Natural language region descriptions:
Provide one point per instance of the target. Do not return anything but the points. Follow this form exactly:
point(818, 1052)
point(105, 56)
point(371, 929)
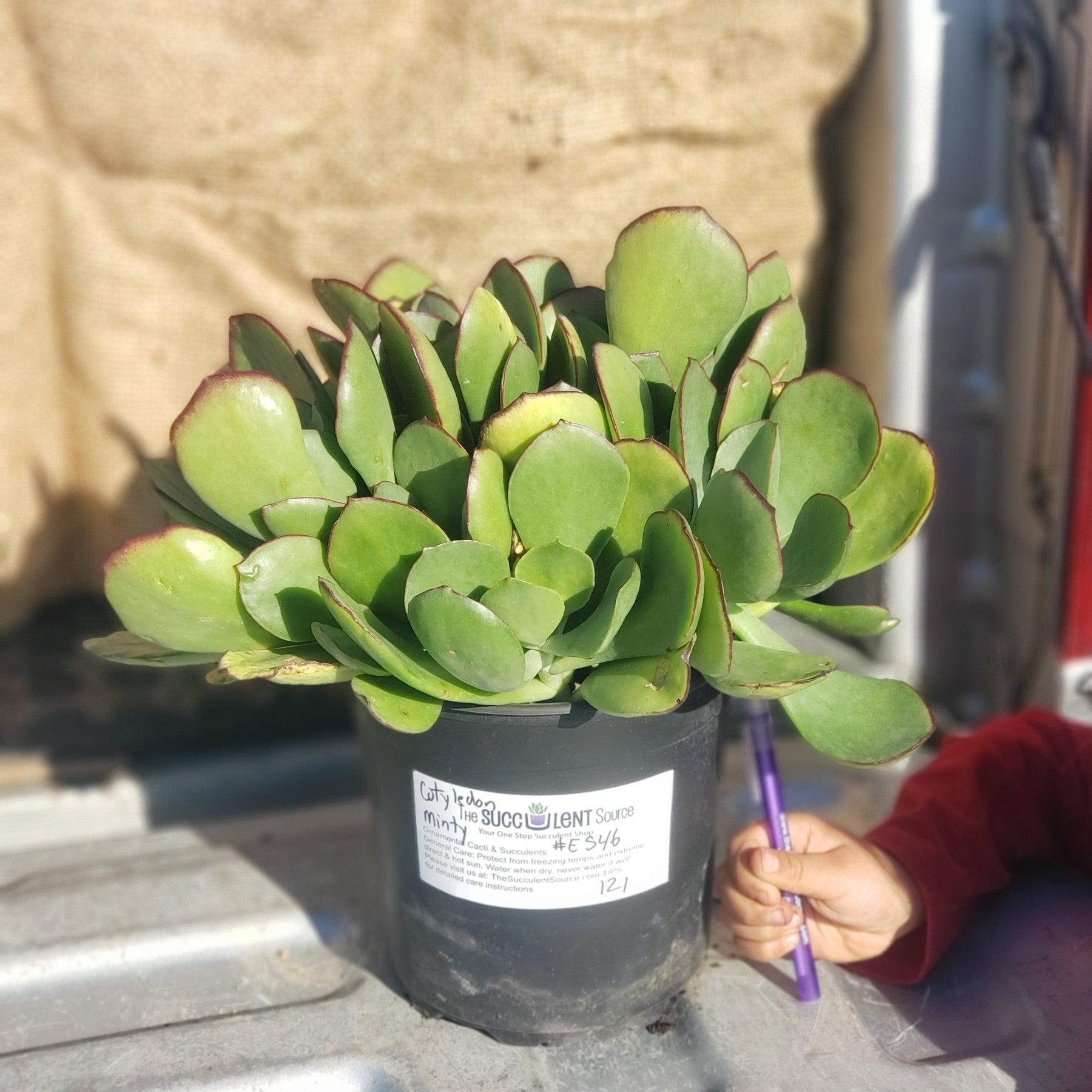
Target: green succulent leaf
point(676, 284)
point(640, 686)
point(585, 480)
point(372, 547)
point(746, 400)
point(693, 425)
point(521, 375)
point(468, 639)
point(365, 423)
point(890, 506)
point(340, 647)
point(712, 645)
point(397, 706)
point(434, 467)
point(587, 640)
point(669, 603)
point(302, 666)
point(464, 566)
point(780, 342)
point(508, 284)
point(770, 673)
point(815, 553)
point(625, 394)
point(257, 345)
point(738, 529)
point(546, 277)
point(178, 589)
point(126, 648)
point(532, 611)
point(223, 439)
point(829, 438)
point(767, 283)
point(753, 450)
point(486, 335)
point(841, 621)
point(419, 371)
point(303, 516)
point(510, 431)
point(399, 280)
point(278, 584)
point(567, 570)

• _Task to complete_
Reproduce these records exactly, but not the pictures.

• _Result of this exercise_
Provide one point per instance of the target. Do not return anything but the points. Follow this form exactly:
point(818, 1052)
point(105, 56)
point(371, 929)
Target: green succulent leaf
point(676, 284)
point(640, 686)
point(585, 480)
point(372, 547)
point(746, 400)
point(693, 425)
point(521, 375)
point(468, 639)
point(365, 423)
point(890, 506)
point(340, 647)
point(712, 645)
point(397, 706)
point(434, 467)
point(587, 640)
point(669, 603)
point(302, 666)
point(464, 566)
point(780, 342)
point(508, 284)
point(770, 673)
point(815, 553)
point(625, 394)
point(257, 345)
point(738, 529)
point(546, 277)
point(178, 589)
point(126, 648)
point(532, 611)
point(223, 439)
point(829, 438)
point(767, 283)
point(753, 450)
point(486, 335)
point(841, 621)
point(419, 371)
point(303, 516)
point(510, 431)
point(399, 280)
point(278, 584)
point(567, 570)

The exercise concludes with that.